— Start of Selection —

When it comes to posting class work publicly, there are a lot of aspects to public displays of assessment that affect the interaction among students. As a student, there is often, a lot of hesitation and nervousness about posting or discussing their work publicly. Students may feel self-conscious about speaking up in a face-to-face classroom setting. Often, I, as a student, will worry that what I say will sound stupid and meaningless and that my peers would judge what I have to say. I am more comfortable talking to the professor after class and explaining my ideas to them directly, than I am saying them in public to a room full of people.
However, the virtual world is a totally different situation. In the online classroom, there is a level of disconnect from the peers and professor since there is no face-to-face interaction. As a result, students may be bolder in stating their opinions. Stating one’s opinion anonymously is always more comforting than making it publicly known. While filling out an end of course survey, a student may not want to provide their name if they are giving their professor a bad rank. Online haters often do not realize that their comments reach real people. The level of disconnect makes them able to put their opinion out there, with the comfort of knowing that they are anonymous.

— End of Selection —
— Start of Given records —

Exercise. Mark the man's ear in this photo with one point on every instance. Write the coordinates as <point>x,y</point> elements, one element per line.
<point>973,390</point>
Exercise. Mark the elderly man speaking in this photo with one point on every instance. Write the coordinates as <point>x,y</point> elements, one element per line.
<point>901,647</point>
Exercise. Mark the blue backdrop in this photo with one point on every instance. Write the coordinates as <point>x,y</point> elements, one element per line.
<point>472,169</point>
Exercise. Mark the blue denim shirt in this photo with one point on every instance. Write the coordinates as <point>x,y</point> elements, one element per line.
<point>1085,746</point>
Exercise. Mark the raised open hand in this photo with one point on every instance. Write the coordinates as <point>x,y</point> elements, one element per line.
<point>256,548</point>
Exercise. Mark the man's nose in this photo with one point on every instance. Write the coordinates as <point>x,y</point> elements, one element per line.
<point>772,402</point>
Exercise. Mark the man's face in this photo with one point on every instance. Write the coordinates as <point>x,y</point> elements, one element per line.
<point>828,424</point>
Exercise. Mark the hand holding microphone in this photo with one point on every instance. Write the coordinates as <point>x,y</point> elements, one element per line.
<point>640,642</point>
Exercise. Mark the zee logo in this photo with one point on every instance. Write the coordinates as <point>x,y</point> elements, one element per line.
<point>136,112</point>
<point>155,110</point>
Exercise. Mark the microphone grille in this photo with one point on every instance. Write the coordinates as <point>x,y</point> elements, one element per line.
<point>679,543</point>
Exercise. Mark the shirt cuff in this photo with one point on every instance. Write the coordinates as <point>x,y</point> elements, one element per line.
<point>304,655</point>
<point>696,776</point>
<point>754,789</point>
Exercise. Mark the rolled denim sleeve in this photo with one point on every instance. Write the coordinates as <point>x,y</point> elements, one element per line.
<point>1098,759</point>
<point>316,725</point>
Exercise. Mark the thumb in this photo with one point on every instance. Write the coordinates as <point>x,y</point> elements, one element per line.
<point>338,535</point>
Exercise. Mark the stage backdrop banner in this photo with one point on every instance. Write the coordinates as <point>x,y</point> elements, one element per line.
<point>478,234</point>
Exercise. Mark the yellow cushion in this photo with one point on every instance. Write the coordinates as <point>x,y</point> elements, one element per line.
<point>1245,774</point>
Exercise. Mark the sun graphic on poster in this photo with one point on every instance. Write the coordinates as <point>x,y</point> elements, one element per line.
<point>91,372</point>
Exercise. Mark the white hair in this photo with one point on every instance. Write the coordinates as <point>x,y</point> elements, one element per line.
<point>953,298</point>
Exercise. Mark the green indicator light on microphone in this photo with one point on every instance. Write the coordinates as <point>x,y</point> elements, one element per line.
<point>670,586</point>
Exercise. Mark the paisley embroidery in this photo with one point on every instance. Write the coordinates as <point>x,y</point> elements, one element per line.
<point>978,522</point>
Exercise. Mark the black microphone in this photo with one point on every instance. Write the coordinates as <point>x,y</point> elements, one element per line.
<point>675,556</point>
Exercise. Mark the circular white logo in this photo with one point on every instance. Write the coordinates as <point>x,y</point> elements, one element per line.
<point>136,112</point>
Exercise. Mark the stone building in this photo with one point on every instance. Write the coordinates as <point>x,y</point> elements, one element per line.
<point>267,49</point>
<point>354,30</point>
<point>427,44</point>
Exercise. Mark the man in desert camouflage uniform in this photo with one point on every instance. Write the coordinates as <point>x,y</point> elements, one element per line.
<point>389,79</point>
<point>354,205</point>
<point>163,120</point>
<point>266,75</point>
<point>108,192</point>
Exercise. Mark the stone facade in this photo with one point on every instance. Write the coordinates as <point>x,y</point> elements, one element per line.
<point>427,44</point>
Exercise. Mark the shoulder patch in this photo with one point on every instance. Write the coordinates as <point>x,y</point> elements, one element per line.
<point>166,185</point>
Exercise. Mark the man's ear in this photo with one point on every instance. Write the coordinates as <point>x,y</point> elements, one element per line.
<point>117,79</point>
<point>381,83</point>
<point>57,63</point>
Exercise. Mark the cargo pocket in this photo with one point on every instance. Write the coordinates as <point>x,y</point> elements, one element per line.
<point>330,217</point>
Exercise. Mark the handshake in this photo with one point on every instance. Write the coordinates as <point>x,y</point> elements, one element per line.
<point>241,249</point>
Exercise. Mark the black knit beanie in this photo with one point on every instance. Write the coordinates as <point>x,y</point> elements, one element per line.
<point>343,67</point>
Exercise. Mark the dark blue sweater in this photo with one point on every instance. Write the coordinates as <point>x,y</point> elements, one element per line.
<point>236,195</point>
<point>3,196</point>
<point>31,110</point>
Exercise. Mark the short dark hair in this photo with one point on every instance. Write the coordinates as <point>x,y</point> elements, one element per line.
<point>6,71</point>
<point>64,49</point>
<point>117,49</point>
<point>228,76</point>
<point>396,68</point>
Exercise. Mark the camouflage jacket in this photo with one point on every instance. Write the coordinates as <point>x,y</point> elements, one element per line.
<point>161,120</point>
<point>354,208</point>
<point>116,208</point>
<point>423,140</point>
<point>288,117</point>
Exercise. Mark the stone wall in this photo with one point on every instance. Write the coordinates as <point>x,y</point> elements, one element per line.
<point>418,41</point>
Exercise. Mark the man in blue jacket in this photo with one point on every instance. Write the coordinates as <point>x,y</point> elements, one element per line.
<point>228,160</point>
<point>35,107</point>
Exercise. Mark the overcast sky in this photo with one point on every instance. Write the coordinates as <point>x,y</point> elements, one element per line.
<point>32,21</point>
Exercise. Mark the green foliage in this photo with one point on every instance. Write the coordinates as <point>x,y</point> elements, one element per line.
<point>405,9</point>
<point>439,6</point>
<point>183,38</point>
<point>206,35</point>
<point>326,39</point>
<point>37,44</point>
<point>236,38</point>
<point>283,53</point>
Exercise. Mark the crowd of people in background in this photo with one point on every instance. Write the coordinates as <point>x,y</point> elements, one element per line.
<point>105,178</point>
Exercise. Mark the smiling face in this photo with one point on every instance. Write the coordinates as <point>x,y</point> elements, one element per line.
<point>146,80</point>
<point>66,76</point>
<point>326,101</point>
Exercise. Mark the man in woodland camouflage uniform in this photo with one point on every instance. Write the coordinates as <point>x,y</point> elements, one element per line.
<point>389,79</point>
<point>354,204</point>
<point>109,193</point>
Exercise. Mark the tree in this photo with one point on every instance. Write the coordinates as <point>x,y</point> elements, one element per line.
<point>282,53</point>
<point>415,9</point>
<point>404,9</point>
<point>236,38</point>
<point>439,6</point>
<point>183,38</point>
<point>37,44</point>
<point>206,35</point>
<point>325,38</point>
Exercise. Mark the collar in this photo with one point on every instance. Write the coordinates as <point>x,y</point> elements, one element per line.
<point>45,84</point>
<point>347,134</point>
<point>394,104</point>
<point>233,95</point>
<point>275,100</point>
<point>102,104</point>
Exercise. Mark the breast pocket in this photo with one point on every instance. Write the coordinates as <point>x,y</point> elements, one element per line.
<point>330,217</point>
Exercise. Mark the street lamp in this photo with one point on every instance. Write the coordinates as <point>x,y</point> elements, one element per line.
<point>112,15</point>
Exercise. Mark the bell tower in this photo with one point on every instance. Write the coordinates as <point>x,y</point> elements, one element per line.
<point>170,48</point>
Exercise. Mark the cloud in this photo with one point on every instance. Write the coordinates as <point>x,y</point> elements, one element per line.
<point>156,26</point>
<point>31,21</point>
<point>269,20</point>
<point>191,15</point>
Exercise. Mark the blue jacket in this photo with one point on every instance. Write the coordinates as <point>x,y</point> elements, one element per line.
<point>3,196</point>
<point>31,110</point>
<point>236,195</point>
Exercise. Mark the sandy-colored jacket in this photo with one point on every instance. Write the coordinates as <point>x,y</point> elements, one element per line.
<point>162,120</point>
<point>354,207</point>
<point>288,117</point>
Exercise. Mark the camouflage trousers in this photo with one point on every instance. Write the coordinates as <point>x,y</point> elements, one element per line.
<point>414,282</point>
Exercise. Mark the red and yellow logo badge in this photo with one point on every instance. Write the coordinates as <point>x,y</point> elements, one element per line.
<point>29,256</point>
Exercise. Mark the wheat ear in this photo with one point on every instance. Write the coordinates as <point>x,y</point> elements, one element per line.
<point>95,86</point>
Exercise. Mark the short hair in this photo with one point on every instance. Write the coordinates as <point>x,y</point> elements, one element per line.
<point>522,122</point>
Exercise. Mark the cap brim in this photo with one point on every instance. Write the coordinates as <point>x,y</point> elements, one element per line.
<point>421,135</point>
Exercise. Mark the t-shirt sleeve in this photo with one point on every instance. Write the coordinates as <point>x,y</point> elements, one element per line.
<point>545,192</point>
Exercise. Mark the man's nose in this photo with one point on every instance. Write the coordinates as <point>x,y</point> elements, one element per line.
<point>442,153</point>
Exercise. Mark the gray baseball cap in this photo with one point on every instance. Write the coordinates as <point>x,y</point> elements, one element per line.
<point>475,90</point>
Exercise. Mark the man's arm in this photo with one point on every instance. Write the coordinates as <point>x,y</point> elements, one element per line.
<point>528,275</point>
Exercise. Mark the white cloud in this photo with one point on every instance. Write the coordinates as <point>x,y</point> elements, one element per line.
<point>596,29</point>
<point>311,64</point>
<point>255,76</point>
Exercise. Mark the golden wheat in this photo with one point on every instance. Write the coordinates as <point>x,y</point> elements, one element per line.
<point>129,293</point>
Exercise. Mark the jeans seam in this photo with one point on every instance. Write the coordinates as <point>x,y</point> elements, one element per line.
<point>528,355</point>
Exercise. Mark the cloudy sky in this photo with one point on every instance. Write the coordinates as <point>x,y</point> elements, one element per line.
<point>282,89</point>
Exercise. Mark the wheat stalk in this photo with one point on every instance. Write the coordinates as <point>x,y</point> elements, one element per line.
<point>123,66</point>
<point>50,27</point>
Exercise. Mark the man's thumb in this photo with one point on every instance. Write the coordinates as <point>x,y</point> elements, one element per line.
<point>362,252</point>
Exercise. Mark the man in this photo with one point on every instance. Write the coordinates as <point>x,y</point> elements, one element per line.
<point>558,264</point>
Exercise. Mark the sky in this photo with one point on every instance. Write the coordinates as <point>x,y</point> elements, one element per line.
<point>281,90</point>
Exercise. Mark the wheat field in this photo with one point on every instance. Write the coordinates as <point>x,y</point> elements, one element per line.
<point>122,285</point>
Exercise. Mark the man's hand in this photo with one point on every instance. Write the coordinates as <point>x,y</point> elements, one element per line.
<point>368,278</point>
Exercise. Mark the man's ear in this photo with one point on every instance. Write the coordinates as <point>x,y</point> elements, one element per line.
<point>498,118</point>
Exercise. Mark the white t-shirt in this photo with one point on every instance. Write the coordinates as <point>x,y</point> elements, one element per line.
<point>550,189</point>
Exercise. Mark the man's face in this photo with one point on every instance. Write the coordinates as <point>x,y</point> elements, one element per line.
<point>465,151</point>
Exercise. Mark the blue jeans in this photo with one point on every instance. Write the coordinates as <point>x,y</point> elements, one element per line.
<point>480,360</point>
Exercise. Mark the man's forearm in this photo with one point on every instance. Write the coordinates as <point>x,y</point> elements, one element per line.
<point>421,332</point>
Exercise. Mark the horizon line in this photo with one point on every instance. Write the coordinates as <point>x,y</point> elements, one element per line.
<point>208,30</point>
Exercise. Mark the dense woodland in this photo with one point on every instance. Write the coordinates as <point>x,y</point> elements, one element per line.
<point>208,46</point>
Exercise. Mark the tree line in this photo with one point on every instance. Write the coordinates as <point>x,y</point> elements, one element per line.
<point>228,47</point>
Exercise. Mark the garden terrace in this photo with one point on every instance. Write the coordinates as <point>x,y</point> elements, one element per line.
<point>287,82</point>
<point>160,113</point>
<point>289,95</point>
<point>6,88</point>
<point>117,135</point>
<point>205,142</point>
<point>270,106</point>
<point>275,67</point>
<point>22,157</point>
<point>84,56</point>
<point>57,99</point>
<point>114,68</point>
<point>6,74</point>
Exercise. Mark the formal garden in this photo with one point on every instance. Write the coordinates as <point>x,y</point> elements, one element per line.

— End of Given records —

◆ Given task 1:
Answer these questions from the passage on posting class work:
(a) Where does the writer feel more comfortable explaining their ideas?
(b) What does the passage say may make students bolder in the online classroom?
(c) In what case might a student not want to give their name on an end-of-course survey?
◆ Given task 2: Print the passage on posting class work from "However, the virtual" to "they are anonymous.".
The listing is not needed for this work.

◆ Output 1:
(a) Talking to the professor after class and explaining ideas to them directly.
(b) A level of disconnect from peers and the professor, since there is no face-to-face interaction.
(c) When the student is giving their professor a bad rank.

◆ Output 2:
However, the virtual world is a totally different situation. In the online classroom, there is a level of disconnect from the peers and professor since there is no face-to-face interaction. As a result, students may be bolder in stating their opinions. Stating one’s opinion anonymously is always more comforting than making it publicly known. While filling out an end of course survey, a student may not want to provide their name if they are giving their professor a bad rank. Online haters often do not realize that their comments reach real people. The level of disconnect makes them able to put their opinion out there, with the comfort of knowing that they are anonymous.